### [TASK INPUT]
⁂

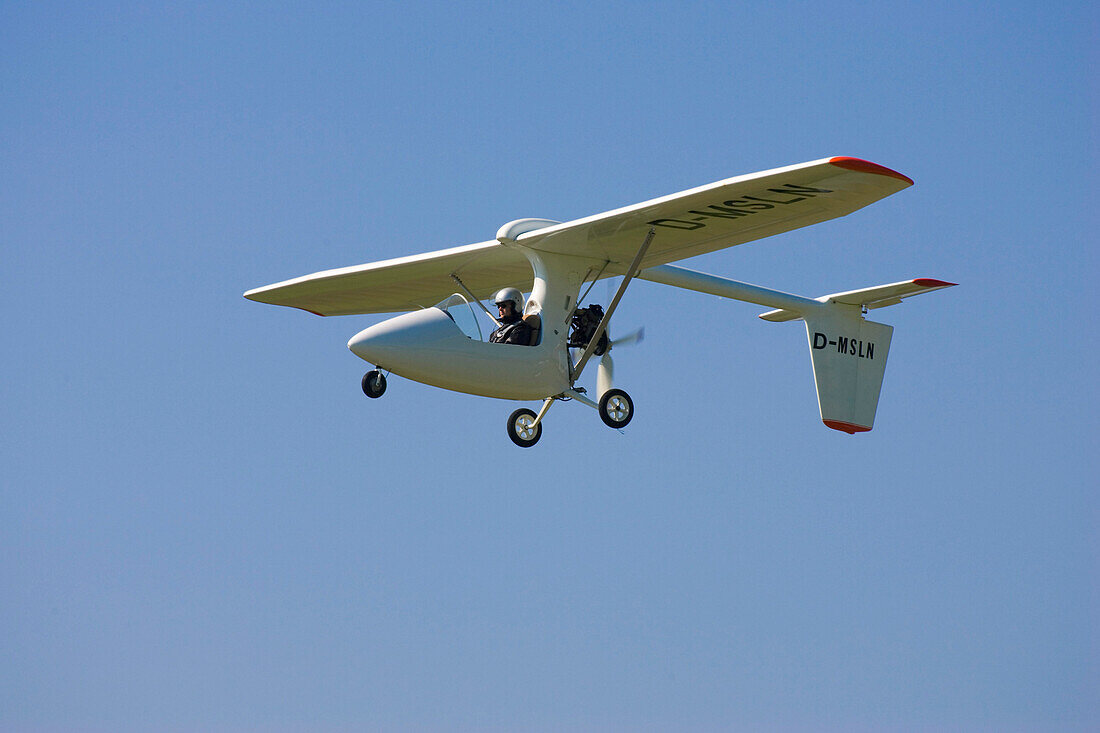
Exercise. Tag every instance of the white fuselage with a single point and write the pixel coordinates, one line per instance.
(427, 346)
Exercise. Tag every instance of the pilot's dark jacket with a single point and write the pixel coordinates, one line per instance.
(513, 330)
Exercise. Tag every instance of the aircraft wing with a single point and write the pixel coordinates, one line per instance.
(688, 223)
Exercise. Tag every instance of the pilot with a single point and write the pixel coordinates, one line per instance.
(509, 303)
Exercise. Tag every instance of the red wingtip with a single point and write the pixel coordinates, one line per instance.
(846, 427)
(867, 166)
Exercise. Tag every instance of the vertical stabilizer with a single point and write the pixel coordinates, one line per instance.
(849, 358)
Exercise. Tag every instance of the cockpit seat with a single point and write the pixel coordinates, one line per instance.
(535, 320)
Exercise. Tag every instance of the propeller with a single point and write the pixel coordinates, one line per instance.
(605, 373)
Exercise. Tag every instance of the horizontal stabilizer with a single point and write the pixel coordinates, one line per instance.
(879, 296)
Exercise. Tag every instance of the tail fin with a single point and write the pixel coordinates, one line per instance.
(849, 358)
(849, 353)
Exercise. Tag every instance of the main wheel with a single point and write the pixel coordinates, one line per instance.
(616, 408)
(521, 428)
(374, 384)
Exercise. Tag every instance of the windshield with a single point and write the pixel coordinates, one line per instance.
(463, 315)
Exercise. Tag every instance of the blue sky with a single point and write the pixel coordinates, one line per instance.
(207, 526)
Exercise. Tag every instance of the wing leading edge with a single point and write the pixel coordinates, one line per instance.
(688, 223)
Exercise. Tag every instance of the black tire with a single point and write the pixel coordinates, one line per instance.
(519, 428)
(616, 408)
(374, 384)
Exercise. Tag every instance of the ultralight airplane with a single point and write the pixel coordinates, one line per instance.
(427, 343)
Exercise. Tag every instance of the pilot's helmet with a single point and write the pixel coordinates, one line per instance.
(510, 294)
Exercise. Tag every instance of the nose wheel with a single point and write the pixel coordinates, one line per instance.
(374, 384)
(616, 408)
(523, 429)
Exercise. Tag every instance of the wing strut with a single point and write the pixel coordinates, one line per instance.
(474, 298)
(631, 271)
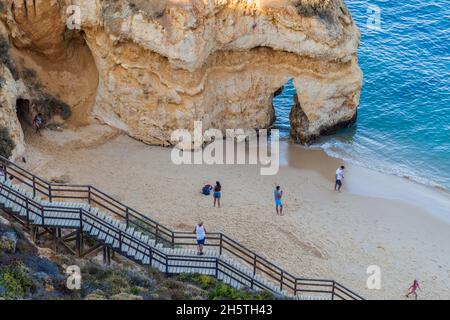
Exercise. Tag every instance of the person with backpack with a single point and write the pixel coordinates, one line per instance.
(217, 194)
(200, 233)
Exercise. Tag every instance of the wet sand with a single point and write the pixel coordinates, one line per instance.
(323, 234)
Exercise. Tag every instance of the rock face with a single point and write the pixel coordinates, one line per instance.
(9, 91)
(164, 64)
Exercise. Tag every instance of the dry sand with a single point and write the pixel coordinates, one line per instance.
(323, 234)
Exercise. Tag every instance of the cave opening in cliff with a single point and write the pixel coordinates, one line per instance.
(283, 101)
(23, 109)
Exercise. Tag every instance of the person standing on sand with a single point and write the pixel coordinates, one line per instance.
(2, 173)
(217, 194)
(278, 194)
(200, 232)
(339, 177)
(413, 288)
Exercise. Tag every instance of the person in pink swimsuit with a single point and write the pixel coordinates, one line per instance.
(413, 288)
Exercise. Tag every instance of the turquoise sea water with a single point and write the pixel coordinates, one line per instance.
(403, 123)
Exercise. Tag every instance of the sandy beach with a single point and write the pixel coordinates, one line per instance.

⁂

### [WHAT IS ASKED]
Could you set out the lines from the one containing "Exercise. Tag every instance of the turquoise" through the last line above as a Markdown table with columns "Row" and "Text", numbering each line and leaving out blank ones?

### [COMPLETE RESPONSE]
| Row | Text |
|---|---|
| 1 | Exercise. Tag every instance of the turquoise sea water with a single point and write the pixel coordinates, one line per instance. |
| 2 | (403, 123) |
| 3 | Exercise. Tag every instance of the sandy beach with a single point and write the pixel coordinates, one line per instance. |